Please continue the passage below on Starmer's stance toward protesters and the Labour left, picking up after its last sentence.

■ Text under study
--------------------------------------------------

Supporting repression

When Bristol demonstrators toppled the statue of slaver Edward Colston on 7 June 2020, Starmer complained their action was ‘completely wrong’. He then backed government proposals for harsh prison sentences for those who desecrate war memorials. Two weeks later, Starmer weighed in more strongly against Black Lives Matter, describing its call to ‘defund the police’ as ‘nonsense’ and dismissing the Black Lives Matter movement as a ‘moment’. In effect rejecting any criticism of British police as racist, he added that as Director of Public Prosecutions, ‘I worked with police forces across England and Wales bringing thousands of people to court. So my support for the police is very, very strong and evidenced in the joint actions I’ve done with the police.’

Starmer continued in this vein when in September 2020 Extinction Rebellion supporters blockaded the distribution of some national daily newspapers, saying that ‘The tactics and the action of Extinction Rebellion, particularly blockading newspapers, was just wrong in my view and counterproductive’, adding for good measure that ‘a free press is a cornerstone of our democracy and people should be able to read the newspaper that they want to read.’ Responding to Just Stop Oil street protests in October 2022, Starmer said that a future Labour government would back proposals to introduce stiff sentences for people who protest by blocking roads. Following a parliamentary debate over the Tories’ public order bill introducing draconian sentences for ‘locking on’, he said ‘What we were pushing for in that was longer sentences for those who were gluing themselves to roads and motorways, because that’s where you are putting lives at risk. We didn’t get that through, but that’s what I wanted.’ A month later, Shadow Justice Secretary Steve Reed opined that ‘When the eco-zealots return to cause their latest round of counterproductive misery, Labour will clamp down on their disruptive nonsense and use all means available to get injunctions in place. We stand firmly on the side of the public.’

Driving out the left

From the start of his leadership, Starmer organised a relentless assault on the Corbynist left. Ideologically negligible, they were quickly thrown into disarray and were no match for his ruthlessness. Hundreds have been sanctioned or expelled, many on bogus charges of anti-Semitism, others of associating with a proscribed organisation. Separately, an estimated 100,000 members have left over the last three years, disillusioned both by the direction of Labour under Starmer and the absence of any serious response from the Labour left. Corbyn himself remains true to form: he gives no leadership, and clearly refuses to draw any conclusions from the fact that he will be prevented from standing as a Labour Party candidate in the next general election.

--------------------------------------------------

■ Input data
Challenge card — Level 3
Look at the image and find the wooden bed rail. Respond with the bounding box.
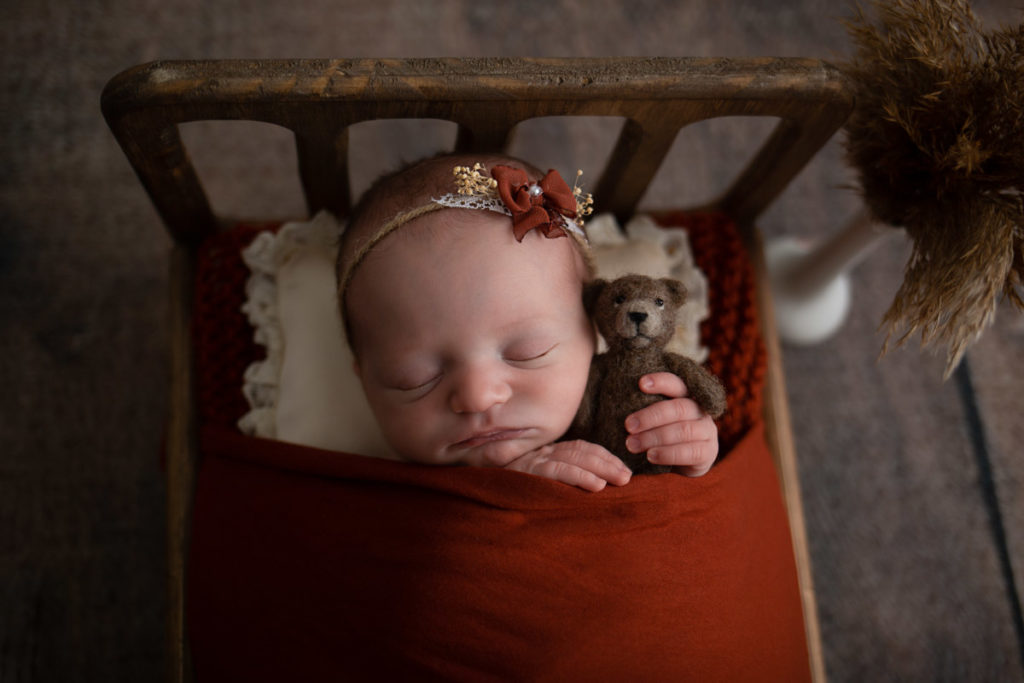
[102,57,853,681]
[102,57,851,244]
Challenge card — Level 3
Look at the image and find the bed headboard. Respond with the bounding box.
[102,57,852,244]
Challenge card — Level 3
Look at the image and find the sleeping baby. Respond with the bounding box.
[337,156,718,492]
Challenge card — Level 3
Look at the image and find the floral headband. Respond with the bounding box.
[338,163,594,307]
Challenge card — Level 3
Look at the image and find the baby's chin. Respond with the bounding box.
[446,430,551,467]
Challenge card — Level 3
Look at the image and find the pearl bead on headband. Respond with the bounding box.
[338,163,594,310]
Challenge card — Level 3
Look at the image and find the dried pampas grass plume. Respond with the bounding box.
[841,0,1024,377]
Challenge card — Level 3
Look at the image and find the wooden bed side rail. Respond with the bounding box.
[102,57,852,243]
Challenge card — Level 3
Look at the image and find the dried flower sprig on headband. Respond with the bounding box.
[434,163,594,241]
[338,163,594,323]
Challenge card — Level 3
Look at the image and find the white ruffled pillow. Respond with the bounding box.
[239,211,709,458]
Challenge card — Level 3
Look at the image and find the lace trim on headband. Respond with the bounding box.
[431,194,587,242]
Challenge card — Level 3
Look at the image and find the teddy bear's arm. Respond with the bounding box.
[665,352,726,418]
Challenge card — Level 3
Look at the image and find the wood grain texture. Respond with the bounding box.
[0,0,1024,682]
[102,57,851,681]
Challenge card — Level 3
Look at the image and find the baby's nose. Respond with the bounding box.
[450,368,512,413]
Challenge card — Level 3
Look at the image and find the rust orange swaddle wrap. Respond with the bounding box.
[187,211,809,681]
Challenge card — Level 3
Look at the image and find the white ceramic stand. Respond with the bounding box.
[765,209,893,345]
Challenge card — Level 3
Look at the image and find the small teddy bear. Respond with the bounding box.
[571,274,726,474]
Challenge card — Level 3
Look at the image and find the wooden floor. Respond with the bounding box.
[0,0,1024,683]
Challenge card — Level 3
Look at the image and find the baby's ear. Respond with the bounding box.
[658,278,686,308]
[583,278,608,316]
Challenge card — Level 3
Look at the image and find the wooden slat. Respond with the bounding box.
[102,57,850,242]
[295,123,351,216]
[746,230,826,683]
[102,58,851,681]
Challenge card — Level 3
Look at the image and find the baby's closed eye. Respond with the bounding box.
[503,340,558,366]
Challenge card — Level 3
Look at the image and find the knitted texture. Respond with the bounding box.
[193,212,765,453]
[654,212,766,453]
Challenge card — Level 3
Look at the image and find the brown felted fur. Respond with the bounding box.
[572,275,725,473]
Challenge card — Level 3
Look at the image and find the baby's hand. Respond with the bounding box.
[505,441,632,492]
[626,373,718,477]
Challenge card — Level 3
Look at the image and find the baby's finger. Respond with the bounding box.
[647,439,718,477]
[534,460,607,493]
[549,440,632,486]
[640,373,688,398]
[626,420,716,453]
[626,398,705,434]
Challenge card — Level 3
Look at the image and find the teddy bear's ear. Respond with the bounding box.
[583,278,608,315]
[658,278,686,308]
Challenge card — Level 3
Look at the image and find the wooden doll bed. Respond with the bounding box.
[102,58,851,681]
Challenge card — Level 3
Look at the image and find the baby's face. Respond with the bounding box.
[347,209,594,466]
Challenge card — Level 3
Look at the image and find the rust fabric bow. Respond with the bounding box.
[490,166,577,242]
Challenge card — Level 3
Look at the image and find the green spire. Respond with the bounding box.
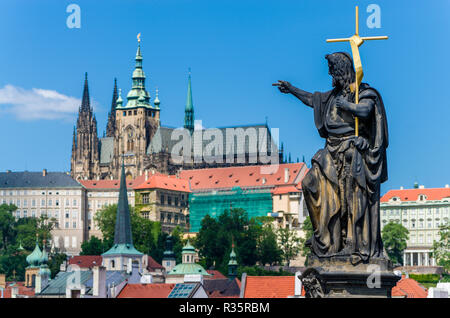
[184,69,194,133]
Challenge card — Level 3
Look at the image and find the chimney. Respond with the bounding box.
[284,168,289,183]
[294,272,302,296]
[92,266,106,298]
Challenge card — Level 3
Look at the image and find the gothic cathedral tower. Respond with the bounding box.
[112,41,160,179]
[71,73,100,180]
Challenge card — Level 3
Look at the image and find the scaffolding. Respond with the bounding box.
[189,187,273,232]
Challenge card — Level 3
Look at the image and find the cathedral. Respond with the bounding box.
[71,41,283,180]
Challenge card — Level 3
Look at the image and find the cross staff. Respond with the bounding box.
[327,6,388,136]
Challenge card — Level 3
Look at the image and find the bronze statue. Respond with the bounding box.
[273,52,388,265]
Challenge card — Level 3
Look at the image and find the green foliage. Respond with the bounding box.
[433,223,450,273]
[94,204,161,254]
[0,204,17,251]
[48,253,67,279]
[381,222,409,265]
[80,236,111,255]
[277,228,302,265]
[300,216,314,257]
[237,266,294,277]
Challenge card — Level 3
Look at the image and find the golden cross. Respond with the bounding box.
[327,6,388,136]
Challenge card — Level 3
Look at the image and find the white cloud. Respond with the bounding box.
[0,84,81,120]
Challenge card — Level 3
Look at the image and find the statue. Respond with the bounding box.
[272,7,399,297]
[274,52,388,264]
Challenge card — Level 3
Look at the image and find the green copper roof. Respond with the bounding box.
[228,247,237,265]
[184,72,194,133]
[102,162,142,255]
[167,263,211,276]
[116,43,157,110]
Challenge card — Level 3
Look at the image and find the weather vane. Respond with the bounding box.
[327,6,388,136]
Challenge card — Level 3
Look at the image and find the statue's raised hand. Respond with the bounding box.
[272,80,292,94]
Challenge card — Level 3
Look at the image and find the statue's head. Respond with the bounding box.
[325,52,355,89]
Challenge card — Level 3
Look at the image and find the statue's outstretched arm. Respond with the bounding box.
[272,81,313,107]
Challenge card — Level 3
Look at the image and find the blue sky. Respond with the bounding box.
[0,0,450,191]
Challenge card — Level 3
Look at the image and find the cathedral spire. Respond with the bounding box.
[106,78,118,137]
[184,69,194,133]
[81,72,91,112]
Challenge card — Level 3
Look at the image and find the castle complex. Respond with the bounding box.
[71,39,283,180]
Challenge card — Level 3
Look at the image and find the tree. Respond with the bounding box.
[258,220,282,265]
[80,236,109,255]
[381,222,409,264]
[94,204,161,254]
[300,216,314,257]
[0,204,17,251]
[277,227,302,265]
[433,222,450,273]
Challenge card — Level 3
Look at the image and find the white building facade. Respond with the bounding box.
[380,185,450,266]
[0,169,86,255]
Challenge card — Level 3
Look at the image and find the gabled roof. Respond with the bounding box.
[392,276,428,298]
[380,188,450,202]
[180,162,307,191]
[117,284,175,298]
[244,276,295,298]
[205,269,227,279]
[203,278,241,298]
[134,174,191,192]
[69,255,103,268]
[0,171,81,189]
[0,282,34,298]
[147,255,164,271]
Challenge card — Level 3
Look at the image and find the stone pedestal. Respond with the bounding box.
[300,256,401,298]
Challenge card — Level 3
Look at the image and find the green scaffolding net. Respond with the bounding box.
[189,187,273,232]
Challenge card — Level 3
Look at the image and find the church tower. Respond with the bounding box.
[112,40,160,178]
[106,78,118,137]
[184,71,194,134]
[71,73,100,179]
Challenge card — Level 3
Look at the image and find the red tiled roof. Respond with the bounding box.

--------------------------------------------------

■ Task result
Blair had not needed to kick out the left because it had already been marginalised under Kinnock following the defeat of the miners’ strike. He had also eviscerated the political role of the annual Labour Conference and ensured his complete control of Labour’s political agenda. Starmer faces very different conditions. He has had to persuade the ruling class that under his leadership Labour is now once again a safe option. He has demonstrated this with his ruthless handling of the left. He has ticked every box as far as British imperialist interests are concerns. He is prepared to implement severe measures against resistance. His migration policy is tailored to the needs of the ruling class. With the Tory Party hopelessly split and mired in sleaze, Starmer’s Labour Party will be the only option for the ruling class.